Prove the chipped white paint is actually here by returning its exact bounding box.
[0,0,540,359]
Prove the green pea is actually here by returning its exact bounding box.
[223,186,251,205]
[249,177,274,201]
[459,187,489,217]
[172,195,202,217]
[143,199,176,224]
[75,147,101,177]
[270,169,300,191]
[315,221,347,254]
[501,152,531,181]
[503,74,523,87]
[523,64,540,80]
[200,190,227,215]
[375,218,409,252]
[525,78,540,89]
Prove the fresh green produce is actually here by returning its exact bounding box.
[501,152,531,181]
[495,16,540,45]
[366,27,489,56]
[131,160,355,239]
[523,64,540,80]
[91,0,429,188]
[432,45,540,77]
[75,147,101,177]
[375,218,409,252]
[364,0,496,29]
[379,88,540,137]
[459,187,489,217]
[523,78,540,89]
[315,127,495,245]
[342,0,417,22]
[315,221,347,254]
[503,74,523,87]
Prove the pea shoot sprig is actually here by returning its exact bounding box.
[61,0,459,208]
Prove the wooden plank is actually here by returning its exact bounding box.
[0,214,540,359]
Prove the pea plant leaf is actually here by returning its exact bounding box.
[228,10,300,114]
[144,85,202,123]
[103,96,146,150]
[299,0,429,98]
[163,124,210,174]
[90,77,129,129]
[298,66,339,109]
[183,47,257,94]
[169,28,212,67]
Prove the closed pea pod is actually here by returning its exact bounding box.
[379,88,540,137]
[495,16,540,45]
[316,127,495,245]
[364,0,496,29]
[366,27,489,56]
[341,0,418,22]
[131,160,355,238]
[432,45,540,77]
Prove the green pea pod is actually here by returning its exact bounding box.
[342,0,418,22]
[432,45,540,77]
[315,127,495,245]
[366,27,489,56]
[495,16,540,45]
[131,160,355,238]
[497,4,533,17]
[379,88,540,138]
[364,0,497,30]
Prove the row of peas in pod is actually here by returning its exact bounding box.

☆ ☆ ☆ ☆ ☆

◆ Given task ◆
Can you arrange every line of the entries above into a JSON list of strings, one string per line, with blank lines left out?

◆ The reply ◆
[
  "Prove the chipped white paint is actually here by returning its exact bounding box.",
  "[0,0,540,359]",
  "Prove the green pea is actually here by returning its exact bounding box.",
  "[223,186,251,205]",
  "[249,177,274,201]",
  "[459,187,489,217]",
  "[172,195,202,217]",
  "[143,199,176,224]",
  "[75,147,101,177]",
  "[270,169,300,191]",
  "[315,221,347,254]",
  "[501,152,531,181]",
  "[503,74,523,87]",
  "[523,64,540,80]",
  "[200,190,227,215]",
  "[375,218,409,252]",
  "[525,78,540,89]",
  "Prove the fresh green produce is actually here by returning its exact bounding box.",
  "[501,152,531,181]",
  "[495,16,540,45]",
  "[366,27,489,56]",
  "[131,160,355,239]",
  "[523,64,540,80]",
  "[91,0,429,188]",
  "[432,45,540,77]",
  "[75,147,101,177]",
  "[375,218,409,252]",
  "[364,0,496,29]",
  "[379,88,540,137]",
  "[459,187,489,217]",
  "[523,78,540,89]",
  "[315,127,495,245]",
  "[342,0,417,22]",
  "[315,221,347,254]",
  "[503,74,523,87]",
  "Prove the pea shoot sprig is actually here by returning its exact bounding box.",
  "[61,0,459,208]",
  "Prove the wooden plank is actually here by returning its exact bounding box.",
  "[0,214,540,359]",
  "Prove the pea plant leaf is actually here by returning its exact bounding box.",
  "[228,10,300,114]",
  "[144,85,202,123]",
  "[103,96,146,150]",
  "[299,0,429,98]",
  "[163,124,210,174]",
  "[90,77,129,129]",
  "[298,66,339,109]",
  "[183,47,257,94]",
  "[169,28,212,67]",
  "Prove the closed pea pod is actually here by returning its exact bounding box.",
  "[379,88,540,137]",
  "[495,16,540,45]",
  "[316,127,495,245]",
  "[364,0,496,29]",
  "[366,27,489,56]",
  "[341,0,418,22]",
  "[131,160,355,238]",
  "[432,45,540,77]",
  "Prove the green pea pod is actually here by returning its exact bounding box.",
  "[342,0,418,22]",
  "[432,45,540,77]",
  "[315,127,495,245]",
  "[366,27,489,56]",
  "[495,16,540,45]",
  "[131,160,355,238]",
  "[497,4,533,17]",
  "[379,88,540,138]",
  "[364,0,497,30]",
  "Prove the row of peas in pod is actually here by returning its exact bounding box."
]